### [WHAT TO DO]
Print the records again, matching each line exactly.

### [LISTED RECORDS]
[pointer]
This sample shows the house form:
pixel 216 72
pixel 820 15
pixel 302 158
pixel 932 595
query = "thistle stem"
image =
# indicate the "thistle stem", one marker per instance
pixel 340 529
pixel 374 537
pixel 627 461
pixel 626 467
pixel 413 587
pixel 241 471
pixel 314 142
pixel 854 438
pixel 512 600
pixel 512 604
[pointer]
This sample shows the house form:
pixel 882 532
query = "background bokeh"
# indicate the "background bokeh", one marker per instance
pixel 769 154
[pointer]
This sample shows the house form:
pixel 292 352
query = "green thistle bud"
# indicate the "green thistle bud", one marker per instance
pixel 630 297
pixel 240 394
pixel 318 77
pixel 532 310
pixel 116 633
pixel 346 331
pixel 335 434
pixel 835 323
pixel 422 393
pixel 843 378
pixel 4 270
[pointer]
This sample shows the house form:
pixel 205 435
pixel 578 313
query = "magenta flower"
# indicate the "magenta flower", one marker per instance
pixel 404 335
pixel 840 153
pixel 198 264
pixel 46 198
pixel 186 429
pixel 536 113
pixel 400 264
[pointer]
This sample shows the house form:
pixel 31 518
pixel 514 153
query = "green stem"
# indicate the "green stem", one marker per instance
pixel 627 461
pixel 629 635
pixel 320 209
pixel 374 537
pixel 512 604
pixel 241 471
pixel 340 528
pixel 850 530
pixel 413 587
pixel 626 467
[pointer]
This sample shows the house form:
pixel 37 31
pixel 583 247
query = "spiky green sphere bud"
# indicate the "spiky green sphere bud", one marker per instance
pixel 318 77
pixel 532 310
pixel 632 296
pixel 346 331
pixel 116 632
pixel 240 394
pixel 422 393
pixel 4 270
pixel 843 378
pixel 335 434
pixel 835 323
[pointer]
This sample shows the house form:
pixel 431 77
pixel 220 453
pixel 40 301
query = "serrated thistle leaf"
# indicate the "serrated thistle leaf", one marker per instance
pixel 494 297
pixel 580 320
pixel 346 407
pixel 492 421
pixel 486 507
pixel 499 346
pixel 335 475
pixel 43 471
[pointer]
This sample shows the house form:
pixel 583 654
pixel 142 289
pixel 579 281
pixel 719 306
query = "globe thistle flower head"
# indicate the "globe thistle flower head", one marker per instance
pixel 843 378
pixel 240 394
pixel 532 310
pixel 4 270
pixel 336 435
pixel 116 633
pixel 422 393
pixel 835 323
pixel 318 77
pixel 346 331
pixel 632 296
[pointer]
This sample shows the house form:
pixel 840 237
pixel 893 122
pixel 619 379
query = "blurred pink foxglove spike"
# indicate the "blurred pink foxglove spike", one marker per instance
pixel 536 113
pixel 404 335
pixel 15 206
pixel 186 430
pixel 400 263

### [EXERCISE RESULT]
[pointer]
This sample shows the house form:
pixel 216 72
pixel 820 15
pixel 302 158
pixel 932 595
query = "thistle stem"
image =
# indicate the "thistle stem", one marker per instance
pixel 340 529
pixel 374 537
pixel 627 461
pixel 626 467
pixel 413 587
pixel 241 471
pixel 314 142
pixel 854 438
pixel 512 600
pixel 512 604
[pointer]
This sample shows the house form:
pixel 882 532
query = "background bokeh"
# indicate the "background bokeh", one marker per instance
pixel 769 154
[pointer]
This sample shows the house form:
pixel 292 352
query = "green thistle bud"
# indicate the "green thistle bud", one marker per instance
pixel 630 297
pixel 240 394
pixel 318 77
pixel 532 310
pixel 116 633
pixel 346 331
pixel 335 434
pixel 835 323
pixel 422 393
pixel 843 378
pixel 4 270
[pointer]
This sample shows the house form:
pixel 205 435
pixel 578 313
query = "magenta flower"
# indicate the "magenta flower", one marker per instance
pixel 404 335
pixel 840 153
pixel 198 264
pixel 46 198
pixel 186 429
pixel 536 113
pixel 400 264
[pointer]
This sample shows the house form:
pixel 31 518
pixel 514 153
query = "green stem"
# indicate the "green stem", one marker per instance
pixel 627 461
pixel 629 635
pixel 320 209
pixel 374 537
pixel 512 604
pixel 241 471
pixel 340 528
pixel 850 530
pixel 413 587
pixel 626 467
[pointer]
This sample shows the house form:
pixel 37 31
pixel 583 247
query = "spiky green sphere bud"
# indicate the "spiky green sphere bud", one marker per instance
pixel 318 77
pixel 532 310
pixel 632 296
pixel 346 331
pixel 116 632
pixel 240 394
pixel 422 393
pixel 4 270
pixel 843 378
pixel 335 434
pixel 835 323
[pointer]
This sample shows the house form:
pixel 431 77
pixel 220 453
pixel 40 301
query = "serrated thistle leaf"
# indicate the "serrated thistle leaf", one marker per instance
pixel 494 297
pixel 580 320
pixel 346 407
pixel 492 421
pixel 486 507
pixel 499 346
pixel 335 475
pixel 43 471
[pointer]
This sample shows the house form:
pixel 583 654
pixel 142 289
pixel 579 281
pixel 719 306
query = "globe thistle flower head"
# indicate the "globe thistle flower head", one marker per instance
pixel 843 378
pixel 240 394
pixel 532 310
pixel 4 270
pixel 336 435
pixel 116 633
pixel 422 393
pixel 835 323
pixel 318 77
pixel 346 331
pixel 632 296
[pointer]
This sample shows the house form:
pixel 840 237
pixel 893 122
pixel 619 379
query = "blurred pink foxglove spike"
# indicate the "blurred pink foxglove spike", one marker per instance
pixel 536 113
pixel 404 335
pixel 15 206
pixel 186 430
pixel 400 263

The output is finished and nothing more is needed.